## Action item
Output the material exactly, line by line.

## Input
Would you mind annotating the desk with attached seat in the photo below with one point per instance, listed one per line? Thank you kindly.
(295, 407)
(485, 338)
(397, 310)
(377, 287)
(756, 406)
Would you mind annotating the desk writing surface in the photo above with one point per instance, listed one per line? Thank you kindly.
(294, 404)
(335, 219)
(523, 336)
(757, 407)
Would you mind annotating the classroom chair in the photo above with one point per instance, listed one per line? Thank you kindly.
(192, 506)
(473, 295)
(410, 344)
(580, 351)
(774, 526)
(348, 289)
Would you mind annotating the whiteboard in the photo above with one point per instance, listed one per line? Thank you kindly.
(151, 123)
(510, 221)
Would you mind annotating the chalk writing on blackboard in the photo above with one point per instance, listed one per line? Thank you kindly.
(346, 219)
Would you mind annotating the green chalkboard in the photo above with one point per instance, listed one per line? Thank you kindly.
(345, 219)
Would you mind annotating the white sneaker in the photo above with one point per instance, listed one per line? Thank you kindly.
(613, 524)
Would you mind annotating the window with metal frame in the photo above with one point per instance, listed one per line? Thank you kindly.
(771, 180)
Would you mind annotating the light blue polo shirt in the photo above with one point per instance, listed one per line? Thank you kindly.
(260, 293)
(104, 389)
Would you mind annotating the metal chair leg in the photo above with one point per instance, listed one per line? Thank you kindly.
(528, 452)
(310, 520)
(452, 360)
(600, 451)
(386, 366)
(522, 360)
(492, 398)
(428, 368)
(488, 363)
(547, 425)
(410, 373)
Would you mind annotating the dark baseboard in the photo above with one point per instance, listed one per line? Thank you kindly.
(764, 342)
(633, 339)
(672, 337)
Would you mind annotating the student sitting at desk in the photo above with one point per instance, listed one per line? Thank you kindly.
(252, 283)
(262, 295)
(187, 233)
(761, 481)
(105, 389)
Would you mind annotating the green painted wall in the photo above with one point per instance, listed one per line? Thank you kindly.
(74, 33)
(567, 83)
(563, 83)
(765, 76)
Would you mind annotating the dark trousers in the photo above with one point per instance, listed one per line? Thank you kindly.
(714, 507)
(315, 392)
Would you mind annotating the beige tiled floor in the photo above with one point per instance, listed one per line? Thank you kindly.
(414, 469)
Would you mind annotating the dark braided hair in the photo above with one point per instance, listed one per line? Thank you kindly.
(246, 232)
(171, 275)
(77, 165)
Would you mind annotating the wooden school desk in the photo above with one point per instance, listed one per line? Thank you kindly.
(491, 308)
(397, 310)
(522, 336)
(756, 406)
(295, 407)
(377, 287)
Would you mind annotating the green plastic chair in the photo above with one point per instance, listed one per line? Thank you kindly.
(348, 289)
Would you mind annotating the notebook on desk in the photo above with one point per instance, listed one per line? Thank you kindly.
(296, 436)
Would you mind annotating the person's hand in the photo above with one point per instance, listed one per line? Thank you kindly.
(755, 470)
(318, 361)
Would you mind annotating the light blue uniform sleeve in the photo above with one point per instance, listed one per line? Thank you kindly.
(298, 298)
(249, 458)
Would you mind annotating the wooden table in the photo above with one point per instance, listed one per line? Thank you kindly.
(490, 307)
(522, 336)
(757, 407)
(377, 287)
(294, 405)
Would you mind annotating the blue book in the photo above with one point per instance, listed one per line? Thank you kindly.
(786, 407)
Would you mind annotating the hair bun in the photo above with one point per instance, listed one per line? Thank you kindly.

## Written response
Would you mind annotating the desk with attached seat in the photo below with one point per instance, listed one per line? Thank you kindly.
(295, 407)
(485, 338)
(397, 310)
(377, 287)
(756, 406)
Would you mind annotating the desk writing surface in the photo above with one point per instance, listed one per line? Thank you kindly.
(294, 404)
(335, 219)
(523, 336)
(757, 407)
Would you mind annotating the classroom chair in the photo above with one point per instance, listed one per line? Thank you kindly.
(192, 506)
(473, 295)
(410, 344)
(580, 351)
(774, 526)
(348, 289)
Would you mind annotating the whiteboard in the photo above with one point per instance, listed one per line? Thank you kindly.
(151, 123)
(510, 221)
Would you mind annotating the chalk writing on blackboard in the photo above with one point per instance, listed one per line? Thank you kindly.
(346, 219)
Would you mind annotating the green chalkboard in the photo above with one point per instance, listed one per line? Thank you kindly.
(345, 219)
Would you mind annotating the white sneaker in the photo above with one point per instance, listed one per line? Thank you kindly.
(613, 524)
Would you mind annotating the window with metal frame in the photo above with one point per instance, listed one per line? Thank you kindly.
(771, 180)
Would you mind annotating the light blue polo shirt in the photo above with one point per instance, listed one per line? Thank you kindly.
(260, 293)
(104, 389)
Would you mind annotating the metal chair leg in the photo above with one point per instance, listed one per line? Thank you kindly.
(528, 452)
(310, 520)
(452, 360)
(600, 451)
(386, 366)
(522, 360)
(492, 398)
(428, 368)
(488, 363)
(547, 425)
(410, 373)
Would you mind annotating the dark baseboard in the photo above with one point per instance, listed one per line? Thank you kindly.
(764, 342)
(633, 339)
(672, 337)
Would you mind annotating the student sitting at desk in the photo above with one point per instance, listed one per line? Thank you kindly.
(252, 283)
(262, 295)
(187, 233)
(761, 481)
(105, 389)
Would you mind annotating the green painted wall in the photo above with one point per instance, listed one per line? Thank you kindly.
(74, 33)
(567, 83)
(563, 83)
(765, 76)
Would you mind annotating the dark trousers in the photo above with one point per instance, listed one per line? Thank you kindly.
(714, 507)
(315, 392)
Would you mind annotating the beige tiled floor in the photo above with one point per instance, listed one per line? Thank you kindly.
(414, 469)
Would you mind annotating the dark braided hair in the photo above with one point per instance, listed one per line? Thank you kindly.
(246, 232)
(171, 275)
(77, 165)
Would you mind annotating the wooden school desk in the photo above with one point per instance, listed one per line? Thank you kindly.
(491, 308)
(397, 310)
(522, 336)
(756, 406)
(295, 407)
(377, 287)
Would you mind annotating the green plastic chair in the photo above with one point per instance, listed one per line? Thank you kindly.
(348, 289)
Would you mind annotating the notebook on desk in the photo above with one point per instance, listed one per line? Thank you kindly.
(296, 436)
Would you mind annotating the person's hand in the photo above with one point per instance, listed one per line? Thank you kindly.
(755, 470)
(318, 361)
Would you mind annotating the light blue uniform sleeve in the photo above with one point per instance, listed one per line? Thank you kindly.
(298, 298)
(249, 458)
Would you mind annotating the wooden table in the photo above with one point per instance, listed one per line? Thank you kindly.
(490, 307)
(522, 336)
(757, 407)
(377, 287)
(294, 405)
Would you mind annotating the blue book in the photo above with one point per instance, listed one per line? Thank you kindly.
(786, 407)
Would you mind annotating the hair bun in the photo above with one point per instance, listed one per line? Thank you kindly.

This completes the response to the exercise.